[Stored dataset items]
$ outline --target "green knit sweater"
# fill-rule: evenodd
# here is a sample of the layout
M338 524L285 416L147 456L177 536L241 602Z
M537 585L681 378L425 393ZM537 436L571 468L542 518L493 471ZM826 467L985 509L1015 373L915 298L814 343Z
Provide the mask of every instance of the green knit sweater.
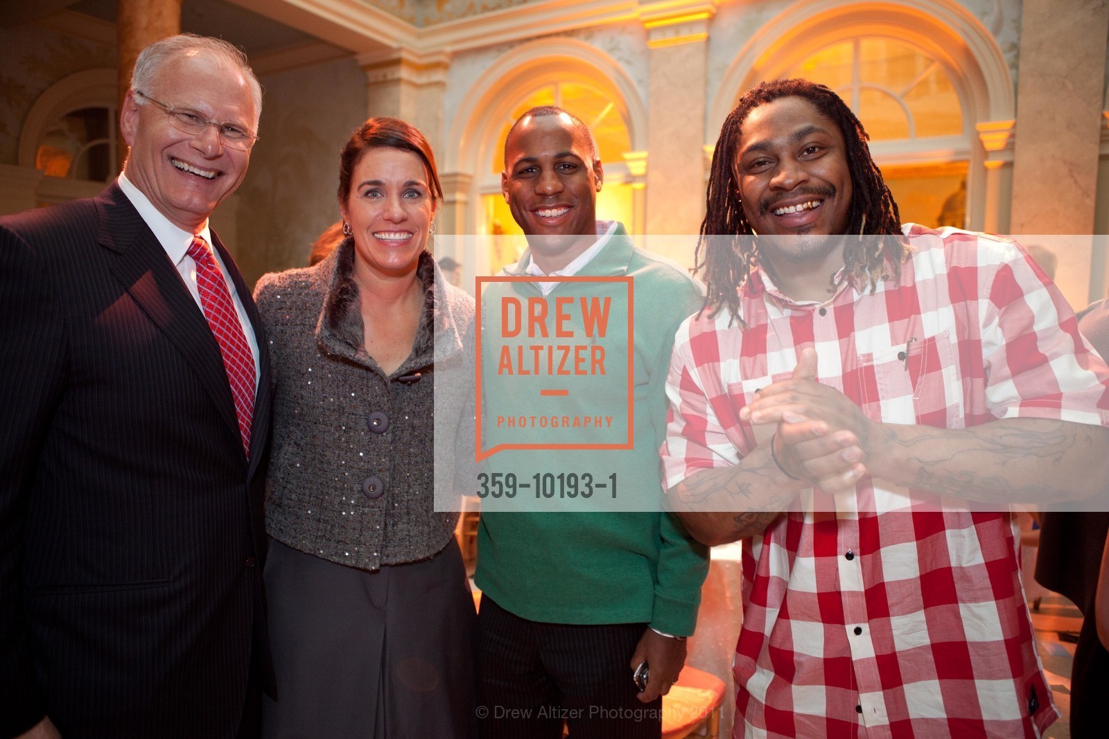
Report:
M530 255L525 254L506 273L526 274L529 259ZM549 505L518 505L515 510L519 512L512 512L503 499L497 505L487 499L478 528L476 583L500 606L530 620L647 623L665 634L689 636L696 623L709 553L689 537L676 516L659 512L664 495L658 450L665 433L664 382L674 332L700 308L702 292L699 284L679 267L635 248L622 227L578 274L632 278L633 449L513 450L492 455L486 471L512 471L520 481L530 479L531 472L593 471L598 481L607 481L607 475L614 473L621 496L618 505L623 511L593 512L611 500L608 490L594 493L592 503L578 500L570 511L562 512L547 512ZM560 284L548 296L548 302L553 304L559 296L572 295L577 299L581 295L611 295L612 290L612 285ZM541 292L532 283L495 283L486 289L485 305L492 306L506 295L526 301ZM627 326L627 315L617 311L610 317L610 335L622 335L627 329L620 329L621 325ZM482 340L482 345L488 371L490 362L496 366L497 356L490 351L490 342ZM610 360L613 369L623 361L627 371L623 358L613 356ZM588 379L574 382L572 378L569 382L571 398L579 399L589 412L593 407L589 389L604 388L603 383ZM604 403L610 400L609 390L611 386L598 391L607 393ZM527 397L515 398L513 392ZM523 381L496 382L488 396L487 419L498 412L495 409L511 412L533 407L533 386ZM625 440L627 425L623 429ZM540 435L521 430L518 441L536 441ZM559 435L564 440L564 434ZM629 504L629 496L638 502ZM517 501L528 497L535 500L531 491L521 493ZM539 507L545 512L536 512Z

:: EXERCISE PROMPT ::
Could you rewrite the records above, replacing "green knit sweater" with "gray wool cardigan" wherever it appears and keeping everything else unchanged? Omit the pictures from your answer.

:: COMPLETE OUTPUT ::
$ outline --target "gray wool cardigan"
# fill-rule: evenodd
# here is a sample of the layout
M338 524L285 416L147 456L177 536L241 602Z
M537 585L681 378L425 393ZM537 436L571 468L542 518L493 471ZM826 467L985 509L1015 373L915 298L814 343Z
Provide the mask of every instance of the gray wool cardigan.
Report:
M530 255L525 254L506 273L526 274L529 259ZM549 505L518 505L515 510L519 512L512 512L503 499L497 505L487 499L478 528L476 583L500 606L530 620L647 623L665 634L689 636L696 623L709 553L689 537L676 516L659 512L664 495L658 450L665 433L664 382L674 332L700 308L702 292L699 284L679 267L635 248L622 227L578 274L632 278L633 449L513 450L492 455L486 471L512 471L520 481L530 479L531 472L593 471L598 481L607 481L607 475L614 473L621 496L618 505L623 511L593 512L611 500L608 490L594 493L592 503L578 500L570 511L562 512L547 512ZM560 284L548 296L548 302L553 304L559 296L572 295L577 299L581 295L611 295L612 290L612 285ZM541 292L532 283L495 283L486 289L485 305L492 306L506 295L526 301ZM627 326L627 315L617 311L610 317L610 335L622 335L627 329L620 329L621 325ZM482 340L482 345L488 371L490 362L496 366L497 356L490 351L490 342ZM610 360L613 369L623 361L627 371L623 358L613 356ZM588 379L574 382L572 378L569 382L571 398L579 399L589 412L593 407L589 389L604 388L603 383ZM604 403L610 400L609 390L611 386L598 391L607 393ZM527 397L515 398L513 392ZM523 381L496 382L488 396L487 419L498 412L495 409L511 412L533 407L533 386ZM625 440L627 425L623 429ZM540 435L521 430L518 441L536 441ZM559 435L564 440L564 434ZM629 504L629 496L638 502ZM517 501L528 497L535 500L531 491L521 493ZM539 507L545 512L536 512Z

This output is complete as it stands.